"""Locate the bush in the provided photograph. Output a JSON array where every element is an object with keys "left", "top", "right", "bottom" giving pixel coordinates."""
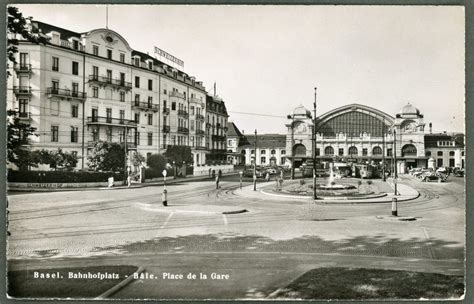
[{"left": 8, "top": 170, "right": 124, "bottom": 183}]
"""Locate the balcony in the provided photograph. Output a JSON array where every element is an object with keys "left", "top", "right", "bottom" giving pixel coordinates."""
[
  {"left": 89, "top": 75, "right": 132, "bottom": 90},
  {"left": 46, "top": 88, "right": 87, "bottom": 100},
  {"left": 178, "top": 110, "right": 189, "bottom": 118},
  {"left": 132, "top": 100, "right": 159, "bottom": 112},
  {"left": 87, "top": 116, "right": 137, "bottom": 127},
  {"left": 170, "top": 91, "right": 186, "bottom": 100},
  {"left": 178, "top": 127, "right": 189, "bottom": 134},
  {"left": 13, "top": 86, "right": 32, "bottom": 96},
  {"left": 13, "top": 63, "right": 32, "bottom": 74}
]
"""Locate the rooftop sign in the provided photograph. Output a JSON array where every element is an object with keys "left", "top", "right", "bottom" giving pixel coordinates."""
[{"left": 155, "top": 46, "right": 184, "bottom": 68}]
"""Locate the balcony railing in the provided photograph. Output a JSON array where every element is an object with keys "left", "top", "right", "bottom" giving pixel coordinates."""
[
  {"left": 87, "top": 116, "right": 137, "bottom": 127},
  {"left": 178, "top": 127, "right": 189, "bottom": 134},
  {"left": 89, "top": 75, "right": 132, "bottom": 90},
  {"left": 170, "top": 91, "right": 186, "bottom": 99},
  {"left": 132, "top": 100, "right": 159, "bottom": 112},
  {"left": 46, "top": 88, "right": 87, "bottom": 100},
  {"left": 178, "top": 110, "right": 189, "bottom": 117},
  {"left": 13, "top": 86, "right": 31, "bottom": 95},
  {"left": 14, "top": 63, "right": 32, "bottom": 73}
]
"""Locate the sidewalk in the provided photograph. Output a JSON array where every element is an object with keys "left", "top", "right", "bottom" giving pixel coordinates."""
[{"left": 7, "top": 171, "right": 239, "bottom": 192}]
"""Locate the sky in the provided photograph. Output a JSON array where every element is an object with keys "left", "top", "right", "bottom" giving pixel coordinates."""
[{"left": 15, "top": 4, "right": 465, "bottom": 134}]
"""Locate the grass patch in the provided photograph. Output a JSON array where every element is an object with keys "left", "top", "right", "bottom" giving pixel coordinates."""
[
  {"left": 8, "top": 265, "right": 138, "bottom": 298},
  {"left": 274, "top": 268, "right": 464, "bottom": 299}
]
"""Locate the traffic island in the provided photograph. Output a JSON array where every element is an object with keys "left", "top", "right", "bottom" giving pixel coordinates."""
[{"left": 268, "top": 267, "right": 464, "bottom": 300}]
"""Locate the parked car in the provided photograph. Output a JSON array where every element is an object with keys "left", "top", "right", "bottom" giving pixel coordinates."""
[{"left": 418, "top": 172, "right": 448, "bottom": 182}]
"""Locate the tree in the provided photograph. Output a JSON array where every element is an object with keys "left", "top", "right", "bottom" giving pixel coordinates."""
[
  {"left": 87, "top": 141, "right": 125, "bottom": 171},
  {"left": 31, "top": 148, "right": 77, "bottom": 170},
  {"left": 165, "top": 146, "right": 193, "bottom": 164},
  {"left": 131, "top": 152, "right": 146, "bottom": 167},
  {"left": 146, "top": 154, "right": 166, "bottom": 172},
  {"left": 7, "top": 110, "right": 38, "bottom": 170}
]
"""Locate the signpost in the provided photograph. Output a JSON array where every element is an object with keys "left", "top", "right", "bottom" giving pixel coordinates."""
[{"left": 161, "top": 169, "right": 168, "bottom": 207}]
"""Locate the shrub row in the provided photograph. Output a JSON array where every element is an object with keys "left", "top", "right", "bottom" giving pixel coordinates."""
[{"left": 8, "top": 170, "right": 123, "bottom": 183}]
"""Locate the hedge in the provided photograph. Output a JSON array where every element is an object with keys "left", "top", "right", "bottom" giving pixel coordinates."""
[{"left": 8, "top": 170, "right": 123, "bottom": 183}]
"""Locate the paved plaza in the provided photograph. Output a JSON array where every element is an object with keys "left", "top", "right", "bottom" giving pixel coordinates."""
[{"left": 8, "top": 176, "right": 465, "bottom": 299}]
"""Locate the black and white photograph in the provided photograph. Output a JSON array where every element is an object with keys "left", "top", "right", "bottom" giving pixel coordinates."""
[{"left": 4, "top": 3, "right": 467, "bottom": 301}]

__________

EXERCISE:
Write every entry out again exactly, dropping the pictures.

THE SOLUTION:
"""Locate the bush in the provided photograph. Output a JSON array where every element is an object with keys "left", "top", "right", "bottom" giving pixel coordinates."""
[{"left": 8, "top": 170, "right": 124, "bottom": 183}]
"""Locate the balcony in the provided photograph. Output a JSON array where every element is an object with keys "left", "top", "right", "bottom" giving pixel coordinates."""
[
  {"left": 89, "top": 75, "right": 132, "bottom": 90},
  {"left": 46, "top": 88, "right": 87, "bottom": 100},
  {"left": 178, "top": 110, "right": 189, "bottom": 118},
  {"left": 132, "top": 100, "right": 159, "bottom": 112},
  {"left": 87, "top": 116, "right": 137, "bottom": 127},
  {"left": 170, "top": 91, "right": 186, "bottom": 100},
  {"left": 178, "top": 127, "right": 189, "bottom": 134},
  {"left": 13, "top": 86, "right": 32, "bottom": 96},
  {"left": 13, "top": 63, "right": 32, "bottom": 74}
]
"""Locate the rooftop sign in the provided photograph. Output a JSON array where every element is an object with keys "left", "top", "right", "bottom" giving pixel coordinates."""
[{"left": 155, "top": 46, "right": 184, "bottom": 68}]
"""Locate the balcony railing in the provided photograph. Output a JSON array where every element is an object with keys "left", "top", "right", "bottom" giving pixel coordinates."""
[
  {"left": 87, "top": 116, "right": 137, "bottom": 127},
  {"left": 178, "top": 127, "right": 189, "bottom": 134},
  {"left": 89, "top": 75, "right": 132, "bottom": 90},
  {"left": 170, "top": 91, "right": 186, "bottom": 99},
  {"left": 132, "top": 100, "right": 159, "bottom": 112},
  {"left": 46, "top": 88, "right": 87, "bottom": 100},
  {"left": 178, "top": 110, "right": 189, "bottom": 117},
  {"left": 13, "top": 86, "right": 31, "bottom": 95},
  {"left": 14, "top": 63, "right": 32, "bottom": 73}
]
"""Locate the sidewalk in the provided photograph. Output a JSON array where every element is an object with keys "left", "top", "right", "bottom" giving pixel coordinates."""
[{"left": 7, "top": 171, "right": 239, "bottom": 192}]
"""Locate the sky in the provided photograph. Output a JSON array where every element is an object with keys "left", "top", "right", "bottom" giving pixel coordinates."""
[{"left": 15, "top": 4, "right": 465, "bottom": 134}]
"""Locate the grass patch in the provided photograph. Output a JSON array where every element is an object with keys "left", "top", "right", "bottom" giving pixel coordinates."""
[
  {"left": 8, "top": 265, "right": 138, "bottom": 298},
  {"left": 274, "top": 268, "right": 464, "bottom": 299}
]
"""Locate the traffic island in the provided photograph. Output a JSON array where every element is an object with keys "left", "top", "right", "bottom" giving pixel coordinates."""
[{"left": 268, "top": 267, "right": 464, "bottom": 300}]
"""Locate the parked car in the provided photograph. Output a JSON array where every element is an object with keys "left", "top", "right", "bottom" giving pixel coordinates."""
[{"left": 418, "top": 172, "right": 448, "bottom": 182}]
"""Locate the tree in the provided photograph. Output a JSON array where every element is an object with keys "left", "top", "right", "bottom" giving pixel coordinates."""
[
  {"left": 87, "top": 141, "right": 125, "bottom": 171},
  {"left": 31, "top": 148, "right": 77, "bottom": 170},
  {"left": 165, "top": 146, "right": 193, "bottom": 164},
  {"left": 131, "top": 152, "right": 146, "bottom": 167},
  {"left": 146, "top": 154, "right": 166, "bottom": 172},
  {"left": 7, "top": 110, "right": 38, "bottom": 170}
]
"""Locate the signpost in the provided photograph. Output a JSON array where every element is an object with keys "left", "top", "right", "bottom" giving pixel coordinates."""
[{"left": 161, "top": 169, "right": 168, "bottom": 207}]
"""Locate the shrub row in the provided photograph. Output a JSON array where every element is an object with keys "left", "top", "right", "bottom" giving pixel coordinates."""
[{"left": 8, "top": 170, "right": 123, "bottom": 183}]
"""Locate the hedge in the provided photograph. Output a JSON array where every element is an object with keys "left", "top", "right", "bottom" giving pixel coordinates."""
[{"left": 8, "top": 170, "right": 123, "bottom": 183}]
"""Locate the paved plaza in the provided photograph. Output a JSON array where every element is an object with keys "left", "top", "right", "bottom" giving pixel coordinates."""
[{"left": 8, "top": 176, "right": 465, "bottom": 299}]
"""Locate the black and white photograph in the provided photograph. Output a JSON array where every element is an object with keys "left", "top", "right", "bottom" giving pixel coordinates."""
[{"left": 4, "top": 3, "right": 467, "bottom": 301}]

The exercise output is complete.